* [GOAL OF THE EXERCISE]
For each line below that contains the word "baseboard", return that line.

::: SOURCE DATA

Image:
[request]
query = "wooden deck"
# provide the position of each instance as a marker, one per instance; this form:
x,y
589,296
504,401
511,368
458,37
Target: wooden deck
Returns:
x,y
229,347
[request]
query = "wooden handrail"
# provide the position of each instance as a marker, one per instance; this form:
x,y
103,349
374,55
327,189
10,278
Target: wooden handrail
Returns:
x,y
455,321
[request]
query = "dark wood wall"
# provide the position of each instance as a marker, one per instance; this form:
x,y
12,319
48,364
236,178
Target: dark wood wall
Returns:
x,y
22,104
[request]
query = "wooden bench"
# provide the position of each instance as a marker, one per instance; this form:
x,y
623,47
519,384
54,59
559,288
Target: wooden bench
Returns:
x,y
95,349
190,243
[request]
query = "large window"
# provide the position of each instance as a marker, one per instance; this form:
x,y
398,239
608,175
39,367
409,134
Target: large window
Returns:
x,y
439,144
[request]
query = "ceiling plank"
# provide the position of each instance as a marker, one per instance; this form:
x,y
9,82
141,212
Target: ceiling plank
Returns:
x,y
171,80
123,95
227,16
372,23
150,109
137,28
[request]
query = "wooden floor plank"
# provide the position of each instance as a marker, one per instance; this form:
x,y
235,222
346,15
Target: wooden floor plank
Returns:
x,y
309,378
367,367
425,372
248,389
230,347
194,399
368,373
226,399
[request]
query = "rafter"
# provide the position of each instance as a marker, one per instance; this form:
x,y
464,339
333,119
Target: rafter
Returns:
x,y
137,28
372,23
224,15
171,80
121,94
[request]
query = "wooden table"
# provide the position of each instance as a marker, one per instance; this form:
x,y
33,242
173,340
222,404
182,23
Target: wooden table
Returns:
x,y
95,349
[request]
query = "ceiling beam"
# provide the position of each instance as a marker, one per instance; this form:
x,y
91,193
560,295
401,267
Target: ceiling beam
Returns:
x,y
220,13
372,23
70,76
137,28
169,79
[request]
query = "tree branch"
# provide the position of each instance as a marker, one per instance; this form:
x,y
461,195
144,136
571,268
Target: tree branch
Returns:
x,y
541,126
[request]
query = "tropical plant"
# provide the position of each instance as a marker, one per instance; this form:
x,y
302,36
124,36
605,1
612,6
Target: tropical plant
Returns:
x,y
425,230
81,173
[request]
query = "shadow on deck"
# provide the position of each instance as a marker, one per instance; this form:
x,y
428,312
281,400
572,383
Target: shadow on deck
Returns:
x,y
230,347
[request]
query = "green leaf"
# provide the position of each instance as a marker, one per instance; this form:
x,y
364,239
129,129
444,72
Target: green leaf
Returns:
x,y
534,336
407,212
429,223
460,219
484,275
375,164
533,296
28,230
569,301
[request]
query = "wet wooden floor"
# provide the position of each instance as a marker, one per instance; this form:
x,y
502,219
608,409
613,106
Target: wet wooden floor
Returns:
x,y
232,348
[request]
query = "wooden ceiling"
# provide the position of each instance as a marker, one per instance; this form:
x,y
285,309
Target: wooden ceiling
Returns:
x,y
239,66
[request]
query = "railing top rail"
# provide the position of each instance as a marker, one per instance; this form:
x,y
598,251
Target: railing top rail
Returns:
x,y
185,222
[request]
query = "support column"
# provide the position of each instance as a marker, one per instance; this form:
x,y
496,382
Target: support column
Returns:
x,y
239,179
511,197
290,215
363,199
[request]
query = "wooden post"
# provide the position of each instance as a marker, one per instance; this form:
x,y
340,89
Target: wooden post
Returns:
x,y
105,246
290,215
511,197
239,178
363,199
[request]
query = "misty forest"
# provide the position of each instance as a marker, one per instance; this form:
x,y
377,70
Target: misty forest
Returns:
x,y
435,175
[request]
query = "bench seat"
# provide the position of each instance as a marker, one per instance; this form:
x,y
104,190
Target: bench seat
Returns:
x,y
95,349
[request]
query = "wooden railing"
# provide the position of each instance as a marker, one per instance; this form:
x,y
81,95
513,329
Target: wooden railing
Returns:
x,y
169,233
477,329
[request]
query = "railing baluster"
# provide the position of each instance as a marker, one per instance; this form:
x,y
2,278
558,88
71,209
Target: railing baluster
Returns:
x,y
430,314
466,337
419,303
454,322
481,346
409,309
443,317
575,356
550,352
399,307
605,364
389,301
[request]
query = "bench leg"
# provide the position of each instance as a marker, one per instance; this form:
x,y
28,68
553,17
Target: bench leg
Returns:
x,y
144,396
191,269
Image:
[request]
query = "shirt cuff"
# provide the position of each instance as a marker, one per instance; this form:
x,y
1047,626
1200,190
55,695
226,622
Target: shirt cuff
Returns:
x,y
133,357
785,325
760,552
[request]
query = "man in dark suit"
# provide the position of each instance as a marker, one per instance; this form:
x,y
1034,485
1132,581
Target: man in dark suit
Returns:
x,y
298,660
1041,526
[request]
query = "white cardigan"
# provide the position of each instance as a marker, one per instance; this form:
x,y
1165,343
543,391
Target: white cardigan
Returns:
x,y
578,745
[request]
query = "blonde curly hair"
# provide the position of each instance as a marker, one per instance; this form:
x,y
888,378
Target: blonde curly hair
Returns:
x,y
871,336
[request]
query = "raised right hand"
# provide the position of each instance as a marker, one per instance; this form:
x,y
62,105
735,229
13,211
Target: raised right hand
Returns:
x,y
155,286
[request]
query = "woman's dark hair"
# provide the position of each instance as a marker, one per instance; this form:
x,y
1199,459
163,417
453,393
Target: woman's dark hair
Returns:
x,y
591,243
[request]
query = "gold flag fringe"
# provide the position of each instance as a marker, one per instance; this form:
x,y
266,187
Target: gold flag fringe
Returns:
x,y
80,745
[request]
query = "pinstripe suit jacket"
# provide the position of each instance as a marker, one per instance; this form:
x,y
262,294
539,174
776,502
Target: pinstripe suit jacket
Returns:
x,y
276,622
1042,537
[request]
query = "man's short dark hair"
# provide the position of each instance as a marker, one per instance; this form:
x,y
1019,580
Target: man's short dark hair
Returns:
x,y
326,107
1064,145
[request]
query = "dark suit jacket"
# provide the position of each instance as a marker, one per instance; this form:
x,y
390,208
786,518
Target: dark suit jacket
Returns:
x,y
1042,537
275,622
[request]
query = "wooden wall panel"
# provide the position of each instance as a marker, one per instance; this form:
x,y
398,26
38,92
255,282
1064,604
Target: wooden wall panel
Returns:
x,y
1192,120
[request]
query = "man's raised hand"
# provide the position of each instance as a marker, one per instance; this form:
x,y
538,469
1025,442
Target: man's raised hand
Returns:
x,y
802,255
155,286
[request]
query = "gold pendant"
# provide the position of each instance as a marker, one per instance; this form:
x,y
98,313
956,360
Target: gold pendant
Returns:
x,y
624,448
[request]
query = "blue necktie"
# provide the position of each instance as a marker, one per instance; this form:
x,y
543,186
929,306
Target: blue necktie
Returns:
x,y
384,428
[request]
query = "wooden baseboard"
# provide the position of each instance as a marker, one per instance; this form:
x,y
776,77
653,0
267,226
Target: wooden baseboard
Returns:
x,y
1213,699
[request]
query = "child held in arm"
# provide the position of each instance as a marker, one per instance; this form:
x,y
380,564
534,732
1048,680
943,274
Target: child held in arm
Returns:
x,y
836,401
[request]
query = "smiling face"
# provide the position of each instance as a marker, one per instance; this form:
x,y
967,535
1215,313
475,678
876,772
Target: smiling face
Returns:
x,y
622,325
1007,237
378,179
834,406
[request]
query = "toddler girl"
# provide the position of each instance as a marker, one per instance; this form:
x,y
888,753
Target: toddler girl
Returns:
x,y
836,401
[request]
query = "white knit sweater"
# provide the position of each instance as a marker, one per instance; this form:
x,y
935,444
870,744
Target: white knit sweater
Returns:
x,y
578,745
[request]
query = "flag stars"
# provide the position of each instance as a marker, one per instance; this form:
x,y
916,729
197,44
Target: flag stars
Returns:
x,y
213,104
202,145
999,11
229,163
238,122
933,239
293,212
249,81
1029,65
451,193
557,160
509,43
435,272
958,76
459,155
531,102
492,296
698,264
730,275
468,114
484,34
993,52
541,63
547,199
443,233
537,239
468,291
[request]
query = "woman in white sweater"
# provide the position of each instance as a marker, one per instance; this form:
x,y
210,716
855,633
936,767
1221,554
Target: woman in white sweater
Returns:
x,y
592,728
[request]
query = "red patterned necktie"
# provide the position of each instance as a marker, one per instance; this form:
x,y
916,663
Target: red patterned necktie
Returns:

::::::

* [PROBLEM SOLUTION]
query = "wooden baseboard"
Target: wooden baseboard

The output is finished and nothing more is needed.